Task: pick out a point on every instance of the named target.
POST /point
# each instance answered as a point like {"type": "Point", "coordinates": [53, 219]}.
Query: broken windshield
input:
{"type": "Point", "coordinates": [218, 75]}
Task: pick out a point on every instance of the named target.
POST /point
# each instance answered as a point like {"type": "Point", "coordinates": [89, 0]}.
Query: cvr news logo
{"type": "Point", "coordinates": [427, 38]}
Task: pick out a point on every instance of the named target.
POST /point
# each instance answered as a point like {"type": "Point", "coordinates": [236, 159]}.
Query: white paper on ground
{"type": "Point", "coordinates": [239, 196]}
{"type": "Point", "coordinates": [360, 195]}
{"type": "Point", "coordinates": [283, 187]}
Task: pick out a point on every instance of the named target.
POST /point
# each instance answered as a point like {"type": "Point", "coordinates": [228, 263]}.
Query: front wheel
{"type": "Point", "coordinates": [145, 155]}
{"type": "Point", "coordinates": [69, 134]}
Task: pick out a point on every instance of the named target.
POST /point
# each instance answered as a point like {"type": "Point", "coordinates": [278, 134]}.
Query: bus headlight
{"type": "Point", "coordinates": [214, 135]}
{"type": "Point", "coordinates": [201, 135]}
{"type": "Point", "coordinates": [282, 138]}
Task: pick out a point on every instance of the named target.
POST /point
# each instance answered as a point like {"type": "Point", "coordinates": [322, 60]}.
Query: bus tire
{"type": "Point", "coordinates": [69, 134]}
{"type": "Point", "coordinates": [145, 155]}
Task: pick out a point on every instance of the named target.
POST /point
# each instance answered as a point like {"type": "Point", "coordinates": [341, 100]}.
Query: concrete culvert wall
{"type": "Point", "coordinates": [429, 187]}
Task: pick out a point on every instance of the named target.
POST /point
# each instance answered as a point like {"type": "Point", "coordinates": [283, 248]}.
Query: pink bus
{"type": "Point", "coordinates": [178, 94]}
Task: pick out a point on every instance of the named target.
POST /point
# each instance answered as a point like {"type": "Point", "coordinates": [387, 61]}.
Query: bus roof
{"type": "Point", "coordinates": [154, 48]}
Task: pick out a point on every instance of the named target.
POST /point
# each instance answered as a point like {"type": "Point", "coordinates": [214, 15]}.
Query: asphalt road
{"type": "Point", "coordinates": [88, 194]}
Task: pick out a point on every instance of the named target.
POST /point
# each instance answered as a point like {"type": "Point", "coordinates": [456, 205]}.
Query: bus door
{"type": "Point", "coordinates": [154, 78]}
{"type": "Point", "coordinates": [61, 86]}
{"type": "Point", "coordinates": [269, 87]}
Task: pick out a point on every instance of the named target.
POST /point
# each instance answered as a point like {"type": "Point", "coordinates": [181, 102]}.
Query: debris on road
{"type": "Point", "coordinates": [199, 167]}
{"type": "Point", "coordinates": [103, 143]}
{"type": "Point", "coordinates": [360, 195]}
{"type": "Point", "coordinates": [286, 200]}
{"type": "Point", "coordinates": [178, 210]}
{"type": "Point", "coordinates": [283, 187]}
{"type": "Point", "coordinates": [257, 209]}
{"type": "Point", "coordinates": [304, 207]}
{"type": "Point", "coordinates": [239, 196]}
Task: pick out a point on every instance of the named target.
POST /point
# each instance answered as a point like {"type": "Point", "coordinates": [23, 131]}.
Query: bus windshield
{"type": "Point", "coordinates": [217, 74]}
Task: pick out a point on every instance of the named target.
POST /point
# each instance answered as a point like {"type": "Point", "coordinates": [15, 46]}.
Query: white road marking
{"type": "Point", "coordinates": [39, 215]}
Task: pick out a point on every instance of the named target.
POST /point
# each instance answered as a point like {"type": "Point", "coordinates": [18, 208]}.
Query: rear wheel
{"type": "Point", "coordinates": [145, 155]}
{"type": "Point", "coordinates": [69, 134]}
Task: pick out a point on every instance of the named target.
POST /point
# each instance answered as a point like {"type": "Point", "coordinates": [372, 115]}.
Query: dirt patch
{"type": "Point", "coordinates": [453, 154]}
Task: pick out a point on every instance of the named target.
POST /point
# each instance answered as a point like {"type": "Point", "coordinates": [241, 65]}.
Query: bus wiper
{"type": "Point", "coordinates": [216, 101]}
########################################
Provide all the records again, word for word.

Task: pick out a point on every instance of the named target.
POST /point
# each instance answered as a point like {"type": "Point", "coordinates": [53, 219]}.
Query: broken windshield
input:
{"type": "Point", "coordinates": [218, 75]}
Task: pick out a point on every instance of the named target.
POST /point
# each instance answered as a point like {"type": "Point", "coordinates": [89, 0]}.
Query: cvr news logo
{"type": "Point", "coordinates": [427, 38]}
Task: pick out a point on every instance of the named target.
POST /point
# each instance answered as a point like {"type": "Point", "coordinates": [236, 159]}.
Query: white paper on ground
{"type": "Point", "coordinates": [239, 196]}
{"type": "Point", "coordinates": [360, 195]}
{"type": "Point", "coordinates": [283, 187]}
Task: pick out a point on every instance of the named target.
POST /point
# each instance answered as a point like {"type": "Point", "coordinates": [228, 263]}.
Query: front wheel
{"type": "Point", "coordinates": [145, 155]}
{"type": "Point", "coordinates": [69, 134]}
Task: pick out a point on every instance of the named target.
POST /point
# each instance answered as a point like {"type": "Point", "coordinates": [278, 134]}.
Query: bus headlight
{"type": "Point", "coordinates": [214, 135]}
{"type": "Point", "coordinates": [201, 135]}
{"type": "Point", "coordinates": [282, 138]}
Task: pick out a point on every instance of the named target.
POST /point
# each instance answered as a point like {"type": "Point", "coordinates": [322, 60]}.
Query: bus tire
{"type": "Point", "coordinates": [69, 134]}
{"type": "Point", "coordinates": [145, 155]}
Task: pick out a point on every instance of the named target.
POST /point
# each instance answered as a point like {"type": "Point", "coordinates": [341, 100]}.
Query: concrete culvert wall
{"type": "Point", "coordinates": [429, 187]}
Task: pick out a point on every instance of the named target.
POST /point
# each instance answered as a point like {"type": "Point", "coordinates": [283, 248]}.
Query: pink bus
{"type": "Point", "coordinates": [178, 94]}
Task: pick out a point on every instance of the named target.
POST /point
# each instance answered as a point like {"type": "Point", "coordinates": [387, 61]}.
Query: bus roof
{"type": "Point", "coordinates": [154, 48]}
Task: pick out a point on every instance of the named target.
POST /point
# each instance answered as a point like {"type": "Point", "coordinates": [214, 15]}.
Query: asphalt road
{"type": "Point", "coordinates": [88, 194]}
Task: pick out a point on every instance of the named target.
POST /point
# each instance answered as a point like {"type": "Point", "coordinates": [456, 205]}.
Query: bus door
{"type": "Point", "coordinates": [154, 78]}
{"type": "Point", "coordinates": [61, 86]}
{"type": "Point", "coordinates": [269, 87]}
Task: pick out a point on every instance of the named target.
POST /point
# each instance answered as a point like {"type": "Point", "coordinates": [181, 102]}.
Query: debris on road
{"type": "Point", "coordinates": [199, 167]}
{"type": "Point", "coordinates": [103, 143]}
{"type": "Point", "coordinates": [360, 195]}
{"type": "Point", "coordinates": [286, 200]}
{"type": "Point", "coordinates": [178, 210]}
{"type": "Point", "coordinates": [283, 187]}
{"type": "Point", "coordinates": [257, 209]}
{"type": "Point", "coordinates": [304, 207]}
{"type": "Point", "coordinates": [239, 196]}
Task: pick out a point on every instance of the named target.
POST /point
# each instance answered as a point like {"type": "Point", "coordinates": [23, 131]}.
Query: bus windshield
{"type": "Point", "coordinates": [217, 74]}
Task: pick out a point on every instance of the named target.
POST /point
# each instance answered as a point like {"type": "Point", "coordinates": [15, 46]}.
Query: white road marking
{"type": "Point", "coordinates": [39, 215]}
Task: pick out a point on every instance of the named target.
POST /point
# each instance answered as a point like {"type": "Point", "coordinates": [18, 208]}.
Query: rear wheel
{"type": "Point", "coordinates": [145, 155]}
{"type": "Point", "coordinates": [69, 134]}
Task: pick out a point on every instance of the named target.
POST /point
# each instance answered as a point like {"type": "Point", "coordinates": [372, 115]}.
Query: dirt patch
{"type": "Point", "coordinates": [453, 154]}
Task: pick out a point on every instance of the named target.
POST /point
# each instance answered as a point like {"type": "Point", "coordinates": [241, 65]}.
Query: bus wiper
{"type": "Point", "coordinates": [216, 101]}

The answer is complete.